= Task goal =
Exactly and only the lines from the one containing "Would you be able to point at the black fuel" through the close of the entries below are to be set down.

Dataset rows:
━━━━━━━━━━━━━━━━━━━━

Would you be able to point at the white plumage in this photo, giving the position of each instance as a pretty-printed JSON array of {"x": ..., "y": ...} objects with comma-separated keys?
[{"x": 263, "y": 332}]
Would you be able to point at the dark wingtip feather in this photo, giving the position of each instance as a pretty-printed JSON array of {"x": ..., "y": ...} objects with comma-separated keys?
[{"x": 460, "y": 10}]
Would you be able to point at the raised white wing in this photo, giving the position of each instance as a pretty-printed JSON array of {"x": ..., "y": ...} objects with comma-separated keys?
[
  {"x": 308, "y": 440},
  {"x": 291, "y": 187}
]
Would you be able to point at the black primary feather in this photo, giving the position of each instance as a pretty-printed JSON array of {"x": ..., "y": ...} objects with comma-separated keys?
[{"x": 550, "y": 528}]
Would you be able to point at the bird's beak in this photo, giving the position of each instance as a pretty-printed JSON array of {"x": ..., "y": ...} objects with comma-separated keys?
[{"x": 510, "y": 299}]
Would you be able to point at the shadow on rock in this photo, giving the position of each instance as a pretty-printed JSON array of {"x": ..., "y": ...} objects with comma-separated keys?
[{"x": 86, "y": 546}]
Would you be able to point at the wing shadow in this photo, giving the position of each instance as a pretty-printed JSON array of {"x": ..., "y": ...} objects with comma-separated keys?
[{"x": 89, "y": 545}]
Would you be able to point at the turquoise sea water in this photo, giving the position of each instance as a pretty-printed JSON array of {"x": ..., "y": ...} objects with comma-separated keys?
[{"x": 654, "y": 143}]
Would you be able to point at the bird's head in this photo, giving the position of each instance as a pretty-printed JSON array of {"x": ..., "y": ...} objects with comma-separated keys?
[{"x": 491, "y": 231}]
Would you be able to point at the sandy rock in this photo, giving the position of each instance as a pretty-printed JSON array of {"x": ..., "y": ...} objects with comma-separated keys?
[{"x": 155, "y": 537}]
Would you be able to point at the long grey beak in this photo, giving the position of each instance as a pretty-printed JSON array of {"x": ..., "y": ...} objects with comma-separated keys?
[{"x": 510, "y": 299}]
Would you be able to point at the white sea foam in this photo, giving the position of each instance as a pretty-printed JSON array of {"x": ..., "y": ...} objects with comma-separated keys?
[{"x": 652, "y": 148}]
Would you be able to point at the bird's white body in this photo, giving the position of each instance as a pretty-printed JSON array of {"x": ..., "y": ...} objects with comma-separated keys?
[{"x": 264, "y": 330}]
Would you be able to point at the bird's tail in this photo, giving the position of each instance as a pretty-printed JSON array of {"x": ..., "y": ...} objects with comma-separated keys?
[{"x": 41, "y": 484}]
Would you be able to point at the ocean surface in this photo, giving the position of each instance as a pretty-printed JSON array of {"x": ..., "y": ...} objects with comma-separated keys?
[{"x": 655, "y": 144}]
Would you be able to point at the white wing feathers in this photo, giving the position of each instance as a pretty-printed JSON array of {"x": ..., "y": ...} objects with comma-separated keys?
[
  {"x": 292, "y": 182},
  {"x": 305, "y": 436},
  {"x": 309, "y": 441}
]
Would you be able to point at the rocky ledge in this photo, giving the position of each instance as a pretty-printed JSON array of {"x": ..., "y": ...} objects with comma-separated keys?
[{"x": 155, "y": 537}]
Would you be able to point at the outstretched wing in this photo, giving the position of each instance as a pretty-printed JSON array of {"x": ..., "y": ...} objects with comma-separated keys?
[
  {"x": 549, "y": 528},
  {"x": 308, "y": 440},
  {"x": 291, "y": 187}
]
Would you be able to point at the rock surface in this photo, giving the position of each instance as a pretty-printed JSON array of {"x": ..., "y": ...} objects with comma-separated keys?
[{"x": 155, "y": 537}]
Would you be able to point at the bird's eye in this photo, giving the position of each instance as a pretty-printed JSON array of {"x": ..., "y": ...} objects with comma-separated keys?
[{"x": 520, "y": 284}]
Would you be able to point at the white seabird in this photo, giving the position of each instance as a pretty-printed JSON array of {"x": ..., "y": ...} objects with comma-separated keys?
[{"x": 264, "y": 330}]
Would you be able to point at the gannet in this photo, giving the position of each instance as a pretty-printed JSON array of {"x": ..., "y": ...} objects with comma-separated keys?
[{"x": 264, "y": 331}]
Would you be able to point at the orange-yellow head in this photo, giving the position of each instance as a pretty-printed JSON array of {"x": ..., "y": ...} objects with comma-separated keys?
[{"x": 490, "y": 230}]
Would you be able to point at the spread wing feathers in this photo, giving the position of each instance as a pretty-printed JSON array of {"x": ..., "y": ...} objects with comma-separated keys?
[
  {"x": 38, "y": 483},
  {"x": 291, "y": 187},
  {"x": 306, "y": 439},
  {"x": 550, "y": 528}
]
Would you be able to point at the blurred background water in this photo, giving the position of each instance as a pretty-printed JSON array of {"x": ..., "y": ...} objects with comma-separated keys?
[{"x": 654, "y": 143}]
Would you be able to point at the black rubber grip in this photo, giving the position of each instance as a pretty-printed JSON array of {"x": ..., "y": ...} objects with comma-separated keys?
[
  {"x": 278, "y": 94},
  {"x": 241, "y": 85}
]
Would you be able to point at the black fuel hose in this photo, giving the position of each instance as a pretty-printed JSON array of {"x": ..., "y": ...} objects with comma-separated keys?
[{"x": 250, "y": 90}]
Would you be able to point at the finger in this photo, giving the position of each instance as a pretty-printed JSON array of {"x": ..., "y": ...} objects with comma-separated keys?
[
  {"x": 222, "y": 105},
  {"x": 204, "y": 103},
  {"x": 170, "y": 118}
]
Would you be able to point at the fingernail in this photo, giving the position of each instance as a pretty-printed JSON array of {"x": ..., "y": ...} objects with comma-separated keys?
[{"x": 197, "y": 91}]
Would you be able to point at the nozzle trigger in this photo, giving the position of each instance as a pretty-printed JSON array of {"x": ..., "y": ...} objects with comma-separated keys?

━━━━━━━━━━━━━━━━━━━━

= Full response =
Would you be able to point at the black fuel hose in this photo, giving the position of each instance as a pretty-printed JSON array of {"x": ..., "y": ...} objects with comma-separated keys?
[{"x": 250, "y": 90}]
Would you be able to point at the finger in this photo, giving the position of each instance as a pretty-printed JSON array of {"x": ..., "y": ...} objects with comma-separated keys?
[
  {"x": 222, "y": 105},
  {"x": 204, "y": 103},
  {"x": 170, "y": 118}
]
Would you be able to point at the fingernail in this photo, giving the position of each instance as a pretty-printed JSON array of {"x": ..., "y": ...} objects with comma-separated keys?
[{"x": 197, "y": 91}]
Would you be able to point at the nozzle trigger in this photo, giving the position of each instance as a pretty-printed JSON array of {"x": ..., "y": ...} objects with comma-separated keys?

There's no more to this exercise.